ACTION ITEM:
Return the data below exactly as given, except for the images.

INPUT DATA:
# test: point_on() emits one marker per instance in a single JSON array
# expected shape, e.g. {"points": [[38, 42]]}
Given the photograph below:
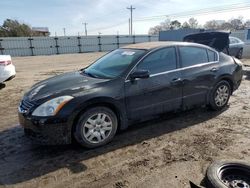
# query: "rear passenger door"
{"points": [[199, 70], [159, 93]]}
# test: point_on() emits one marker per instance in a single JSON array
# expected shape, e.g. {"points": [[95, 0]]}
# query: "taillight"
{"points": [[5, 63]]}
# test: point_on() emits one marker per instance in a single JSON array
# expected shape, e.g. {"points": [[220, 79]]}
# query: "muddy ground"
{"points": [[165, 152]]}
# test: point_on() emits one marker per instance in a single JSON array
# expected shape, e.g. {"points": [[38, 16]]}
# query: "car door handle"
{"points": [[176, 81], [214, 69]]}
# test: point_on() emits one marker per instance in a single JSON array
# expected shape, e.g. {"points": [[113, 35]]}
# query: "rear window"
{"points": [[192, 56], [212, 56]]}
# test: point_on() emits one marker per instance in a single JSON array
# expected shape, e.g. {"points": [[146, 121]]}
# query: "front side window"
{"points": [[114, 63], [159, 61], [212, 56], [192, 56]]}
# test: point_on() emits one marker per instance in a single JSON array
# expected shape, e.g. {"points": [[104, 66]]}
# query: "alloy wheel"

RESPONSE TO THE TASK:
# test: point_on() emits one marker per instance in a single JSON array
# expected shape, e.g. {"points": [[38, 42]]}
Given the photograph below:
# query: "rear passenger door"
{"points": [[199, 70], [159, 93]]}
# test: point_on() emits one marker per instance in a single JSON array
# expected shape, e.g. {"points": [[95, 0]]}
# query: "taillight"
{"points": [[5, 63]]}
# test: point_on() emits one marker per instance in a single JSON array
# expected shape, e.g. {"points": [[220, 79]]}
# query: "muddy ground"
{"points": [[165, 152]]}
# test: point_on() emits one marker per instance in a single JSON array
# expected shape, e.g. {"points": [[38, 16]]}
# query: "car door handle"
{"points": [[176, 81], [214, 69]]}
# test: point_on() emits one marker per instance in a single JSON array
# expected shape, e.g. {"points": [[113, 35]]}
# query: "rear window"
{"points": [[192, 56], [212, 56]]}
# test: point_on() emits one marker per instance in a single JSON array
# expected shape, e.g. {"points": [[146, 121]]}
# query: "front side window"
{"points": [[114, 63], [159, 61], [212, 56], [192, 56]]}
# test: point_on() emits one marker per instance in a single JSON array
# expected shape, e.g. {"points": [[104, 66]]}
# query: "alloy wheel"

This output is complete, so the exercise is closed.